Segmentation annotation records
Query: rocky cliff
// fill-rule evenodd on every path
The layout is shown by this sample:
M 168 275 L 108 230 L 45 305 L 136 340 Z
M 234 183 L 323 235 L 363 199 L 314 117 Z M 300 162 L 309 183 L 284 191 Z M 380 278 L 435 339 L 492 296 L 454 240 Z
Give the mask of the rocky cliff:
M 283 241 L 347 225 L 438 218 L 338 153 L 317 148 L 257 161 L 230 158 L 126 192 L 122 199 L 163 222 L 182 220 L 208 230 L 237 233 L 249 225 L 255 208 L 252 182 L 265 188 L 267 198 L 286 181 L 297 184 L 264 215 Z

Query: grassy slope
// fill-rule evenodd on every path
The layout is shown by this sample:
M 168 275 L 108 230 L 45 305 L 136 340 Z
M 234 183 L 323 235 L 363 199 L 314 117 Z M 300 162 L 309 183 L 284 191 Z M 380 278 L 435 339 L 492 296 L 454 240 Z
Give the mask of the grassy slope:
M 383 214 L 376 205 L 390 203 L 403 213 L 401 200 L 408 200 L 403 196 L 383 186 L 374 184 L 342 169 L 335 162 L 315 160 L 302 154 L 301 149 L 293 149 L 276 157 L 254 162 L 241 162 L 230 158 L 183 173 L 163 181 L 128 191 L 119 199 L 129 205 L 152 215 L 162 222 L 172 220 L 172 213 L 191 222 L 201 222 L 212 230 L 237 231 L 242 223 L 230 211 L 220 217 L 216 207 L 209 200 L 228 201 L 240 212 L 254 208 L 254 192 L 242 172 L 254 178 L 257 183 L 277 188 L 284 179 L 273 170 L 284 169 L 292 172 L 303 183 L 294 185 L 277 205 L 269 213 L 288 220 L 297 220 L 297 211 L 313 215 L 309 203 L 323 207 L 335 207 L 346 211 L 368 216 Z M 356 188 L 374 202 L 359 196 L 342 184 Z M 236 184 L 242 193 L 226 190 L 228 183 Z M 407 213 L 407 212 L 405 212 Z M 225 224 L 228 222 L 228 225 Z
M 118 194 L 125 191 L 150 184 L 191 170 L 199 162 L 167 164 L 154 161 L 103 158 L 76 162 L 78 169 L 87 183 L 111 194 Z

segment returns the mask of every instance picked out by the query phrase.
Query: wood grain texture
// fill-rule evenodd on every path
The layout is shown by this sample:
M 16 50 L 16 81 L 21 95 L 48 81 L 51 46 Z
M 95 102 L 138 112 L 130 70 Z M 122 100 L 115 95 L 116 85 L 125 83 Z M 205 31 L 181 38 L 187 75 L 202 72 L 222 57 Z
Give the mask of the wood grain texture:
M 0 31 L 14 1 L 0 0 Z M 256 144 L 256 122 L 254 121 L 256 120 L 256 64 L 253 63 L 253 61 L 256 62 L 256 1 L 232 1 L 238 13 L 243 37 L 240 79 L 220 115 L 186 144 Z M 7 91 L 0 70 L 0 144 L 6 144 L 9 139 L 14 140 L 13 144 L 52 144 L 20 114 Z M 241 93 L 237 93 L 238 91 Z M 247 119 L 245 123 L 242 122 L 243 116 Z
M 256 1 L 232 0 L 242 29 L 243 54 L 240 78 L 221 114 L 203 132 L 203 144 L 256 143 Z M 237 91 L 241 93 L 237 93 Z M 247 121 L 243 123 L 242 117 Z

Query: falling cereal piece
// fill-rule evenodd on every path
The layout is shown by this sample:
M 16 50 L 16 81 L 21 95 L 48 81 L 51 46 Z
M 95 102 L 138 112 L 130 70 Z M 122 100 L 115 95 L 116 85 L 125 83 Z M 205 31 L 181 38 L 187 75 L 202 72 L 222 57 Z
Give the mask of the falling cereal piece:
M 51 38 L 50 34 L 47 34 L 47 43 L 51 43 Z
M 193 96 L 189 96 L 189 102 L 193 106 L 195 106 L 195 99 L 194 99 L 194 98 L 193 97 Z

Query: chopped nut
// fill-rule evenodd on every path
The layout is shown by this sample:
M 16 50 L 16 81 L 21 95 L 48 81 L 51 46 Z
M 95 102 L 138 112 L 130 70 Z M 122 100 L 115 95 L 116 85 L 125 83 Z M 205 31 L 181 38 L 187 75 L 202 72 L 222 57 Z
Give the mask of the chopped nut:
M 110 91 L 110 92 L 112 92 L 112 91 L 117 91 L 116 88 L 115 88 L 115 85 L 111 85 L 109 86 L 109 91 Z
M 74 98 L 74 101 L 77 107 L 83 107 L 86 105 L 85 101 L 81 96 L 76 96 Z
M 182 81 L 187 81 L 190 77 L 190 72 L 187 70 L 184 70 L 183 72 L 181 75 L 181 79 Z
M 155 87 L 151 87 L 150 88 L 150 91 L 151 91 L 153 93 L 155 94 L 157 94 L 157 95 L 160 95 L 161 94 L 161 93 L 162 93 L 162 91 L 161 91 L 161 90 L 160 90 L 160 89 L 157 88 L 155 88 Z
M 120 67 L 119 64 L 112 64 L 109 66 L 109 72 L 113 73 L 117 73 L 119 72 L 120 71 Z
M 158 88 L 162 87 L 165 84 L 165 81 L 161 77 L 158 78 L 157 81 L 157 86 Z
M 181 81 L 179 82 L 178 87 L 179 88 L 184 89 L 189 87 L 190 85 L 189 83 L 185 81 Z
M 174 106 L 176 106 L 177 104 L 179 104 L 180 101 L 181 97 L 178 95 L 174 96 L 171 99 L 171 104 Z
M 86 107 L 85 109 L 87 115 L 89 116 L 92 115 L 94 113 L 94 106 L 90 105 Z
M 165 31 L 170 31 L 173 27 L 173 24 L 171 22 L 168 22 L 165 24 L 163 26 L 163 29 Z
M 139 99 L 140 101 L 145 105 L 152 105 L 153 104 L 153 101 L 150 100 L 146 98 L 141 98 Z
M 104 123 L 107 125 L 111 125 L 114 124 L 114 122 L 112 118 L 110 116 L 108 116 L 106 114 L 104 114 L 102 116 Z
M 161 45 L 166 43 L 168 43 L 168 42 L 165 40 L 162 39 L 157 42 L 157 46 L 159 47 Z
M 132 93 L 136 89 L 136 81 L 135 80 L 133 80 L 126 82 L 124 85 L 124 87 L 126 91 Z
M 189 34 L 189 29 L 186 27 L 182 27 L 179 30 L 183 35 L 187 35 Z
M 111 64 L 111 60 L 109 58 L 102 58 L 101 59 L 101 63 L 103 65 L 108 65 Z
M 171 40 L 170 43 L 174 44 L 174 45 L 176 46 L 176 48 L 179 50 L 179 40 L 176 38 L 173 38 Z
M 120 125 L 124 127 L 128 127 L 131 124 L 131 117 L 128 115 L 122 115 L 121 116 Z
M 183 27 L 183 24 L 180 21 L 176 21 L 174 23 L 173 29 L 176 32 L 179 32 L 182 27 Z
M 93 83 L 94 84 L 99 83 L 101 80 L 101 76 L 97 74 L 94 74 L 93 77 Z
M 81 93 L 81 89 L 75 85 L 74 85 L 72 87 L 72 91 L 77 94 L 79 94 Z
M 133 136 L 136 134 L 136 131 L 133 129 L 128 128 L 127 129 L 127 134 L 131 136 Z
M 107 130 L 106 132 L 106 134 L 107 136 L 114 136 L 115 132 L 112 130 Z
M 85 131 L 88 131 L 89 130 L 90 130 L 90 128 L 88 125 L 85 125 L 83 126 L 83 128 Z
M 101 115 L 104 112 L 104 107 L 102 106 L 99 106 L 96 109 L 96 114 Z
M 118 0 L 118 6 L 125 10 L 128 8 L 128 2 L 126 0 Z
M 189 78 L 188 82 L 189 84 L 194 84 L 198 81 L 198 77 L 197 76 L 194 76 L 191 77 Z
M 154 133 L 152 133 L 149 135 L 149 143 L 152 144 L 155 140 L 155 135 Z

### EXERCISE BRIEF
Give the stretch of the records from the line containing "Query: falling cereal piece" through the line containing "M 193 96 L 189" as a JSON list of strings, one string per line, with blank lines omitted.

### WORKED SOLUTION
[
  "Query: falling cereal piece",
  "// fill-rule evenodd on every path",
  "The layout is shown by this sample:",
  "M 16 50 L 16 81 L 21 95 L 48 81 L 51 46 Z",
  "M 95 102 L 138 112 L 130 70 Z M 122 100 L 115 95 L 116 85 L 125 83 Z M 205 31 L 181 38 L 187 75 L 202 72 L 222 57 Z",
  "Give the mask of the falling cereal piece:",
  "M 51 38 L 50 34 L 47 34 L 47 43 L 51 43 Z",
  "M 193 96 L 189 96 L 189 102 L 193 106 L 195 106 L 195 99 L 194 99 L 194 98 L 193 97 Z"
]